Extracted text:
** Start **
New rules to deter fraud in R-1 Visa cases

On November 26, the United States Citizenship and Immigration Services (USCIS) published its final regulation for Special Immigrant and nonimmigrant religious workers (R-1) visa categories. The new rules have been specifically designed to detect and deter fraud in these visa systems. The R-1 Visa category had become a hot bed of fraud owing to lax rules regarding the process. For instance, the request for an R-1 religious worker visa could be made at any consular post or even a US ‘port of entry’ by any foreign worker, without needing to prove the existence or validity of either the religious organization or the job offer.

The new final rule requires the Employer to submit a formal petition for a Nonimmigrant Worker (Form I-129) to USCIS. On approval, the foreign religious worker will have to submit the approval notice to an US embassy or consulate to get the visa. Additionally, the new regulations will also allow USCIS to conduct on-site inspections of organizations.
** End **
To be done:
[1] List every change that the article on R-1 visa fraud rules says the new final rule introduces.
[2] According to the article on R-1 visa fraud rules, on what date did USCIS publish its final regulation?

Dataset rows:
** Start **
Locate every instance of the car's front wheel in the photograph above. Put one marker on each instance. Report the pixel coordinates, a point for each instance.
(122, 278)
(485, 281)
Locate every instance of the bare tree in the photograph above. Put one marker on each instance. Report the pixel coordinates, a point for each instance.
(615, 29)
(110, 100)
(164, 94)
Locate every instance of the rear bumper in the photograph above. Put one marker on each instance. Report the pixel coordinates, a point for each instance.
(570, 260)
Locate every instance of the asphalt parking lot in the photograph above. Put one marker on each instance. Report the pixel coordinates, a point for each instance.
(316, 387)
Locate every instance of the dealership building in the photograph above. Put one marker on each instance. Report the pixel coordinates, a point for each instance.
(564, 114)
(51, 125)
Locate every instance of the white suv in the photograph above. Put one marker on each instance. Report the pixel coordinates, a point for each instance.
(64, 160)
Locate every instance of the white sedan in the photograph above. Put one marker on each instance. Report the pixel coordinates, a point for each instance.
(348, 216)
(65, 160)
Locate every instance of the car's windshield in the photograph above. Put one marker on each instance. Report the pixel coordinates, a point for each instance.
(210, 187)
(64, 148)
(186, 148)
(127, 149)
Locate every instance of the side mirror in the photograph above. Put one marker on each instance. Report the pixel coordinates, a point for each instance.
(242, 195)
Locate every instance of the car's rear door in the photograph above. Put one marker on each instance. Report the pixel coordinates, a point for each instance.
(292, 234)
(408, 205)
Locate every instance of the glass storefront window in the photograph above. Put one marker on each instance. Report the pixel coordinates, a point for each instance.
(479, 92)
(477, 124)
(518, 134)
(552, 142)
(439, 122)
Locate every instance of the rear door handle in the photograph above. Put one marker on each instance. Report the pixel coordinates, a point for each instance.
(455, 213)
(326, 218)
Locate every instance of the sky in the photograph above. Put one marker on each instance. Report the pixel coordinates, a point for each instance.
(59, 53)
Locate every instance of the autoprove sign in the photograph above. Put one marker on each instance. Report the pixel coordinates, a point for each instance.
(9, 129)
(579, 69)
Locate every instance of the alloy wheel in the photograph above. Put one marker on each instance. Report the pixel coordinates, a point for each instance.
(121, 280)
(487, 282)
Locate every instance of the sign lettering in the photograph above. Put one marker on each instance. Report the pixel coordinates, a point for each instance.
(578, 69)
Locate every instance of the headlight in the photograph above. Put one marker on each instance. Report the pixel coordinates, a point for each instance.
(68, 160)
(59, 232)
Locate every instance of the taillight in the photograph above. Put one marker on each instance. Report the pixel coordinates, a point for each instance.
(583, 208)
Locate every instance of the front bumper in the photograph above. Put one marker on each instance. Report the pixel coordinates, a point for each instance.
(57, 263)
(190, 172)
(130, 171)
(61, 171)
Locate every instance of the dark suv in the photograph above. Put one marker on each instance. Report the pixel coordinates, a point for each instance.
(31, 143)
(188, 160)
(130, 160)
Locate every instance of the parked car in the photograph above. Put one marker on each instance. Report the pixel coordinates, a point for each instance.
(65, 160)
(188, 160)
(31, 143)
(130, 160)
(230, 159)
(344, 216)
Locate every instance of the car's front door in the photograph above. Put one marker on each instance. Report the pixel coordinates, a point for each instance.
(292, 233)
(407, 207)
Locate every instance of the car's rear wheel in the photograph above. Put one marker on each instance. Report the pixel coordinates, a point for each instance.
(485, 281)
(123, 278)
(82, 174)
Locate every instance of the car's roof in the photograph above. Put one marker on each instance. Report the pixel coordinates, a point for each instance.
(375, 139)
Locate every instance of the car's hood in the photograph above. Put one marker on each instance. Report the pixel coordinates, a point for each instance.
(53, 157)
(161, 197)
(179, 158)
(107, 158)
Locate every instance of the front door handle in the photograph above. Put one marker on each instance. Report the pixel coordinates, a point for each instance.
** End **
Exercise solutions:
[1]
- The employer must submit a formal petition for a Nonimmigrant Worker (Form I-129) to USCIS.
- Once the petition is approved, the foreign religious worker must submit the approval notice to a US embassy or consulate to get the visa.
- USCIS may conduct on-site inspections of organizations.

[2] November 26